Written instruction: According to the passage on Peru's Inca renaissance, which Inca ways of life did Peruvian politicians find still intact?
**** Quoted passage ****
Peru's Inca Renaissance

The 14,000-foot-high plain of the Andes, where the Inca civilization flourished five centuries ago, is as barren a land as the world possesses. With its packs of llamas running across the puna, pursued by the rain, it is to most eyes abandoned and strange.
The last twenty generations have been stilled by the shock of the Spanish Conquest. The Quechuaspeaking Indians stand like ancient brown statues in the spotty sunlight, their cheeks swollen by the wads of narcotic coca leaves, which relieve the pains of cold and hunger and history.
But today, the descendants of the Incas, both the pure-blood Indians and the mixed-blood cholos, are awakening politically, socially, and psychologically, and with such renewed cultural energy that the phenomenon is called by some an Inca renaissance.
In fact, Peruvian politicians of a new and modern-minded breed began looking around five years ago for effective ways to develop Peru, and they were astonished to discover that many of the Inca ways of life were intact — the community work groups, for instance, and the reciprocal aid groups. They are now adjusting development programs to these old social and political structures instead of trying to destroy them as before.
The Spaniards were predators, but they were also fussily legalistic. So in the National Archives in Lima these days, Indian leaders come in to leaf through the brittle 400-year-old deeds which show the passing of land from the Incas to the Spaniards. Through agrarian reform, the Indians are now reclaiming their ancient lands.
**** Provided material ****
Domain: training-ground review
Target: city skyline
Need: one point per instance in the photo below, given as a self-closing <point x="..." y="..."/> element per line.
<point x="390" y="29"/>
****
Output: The community work groups and the reciprocal aid groups.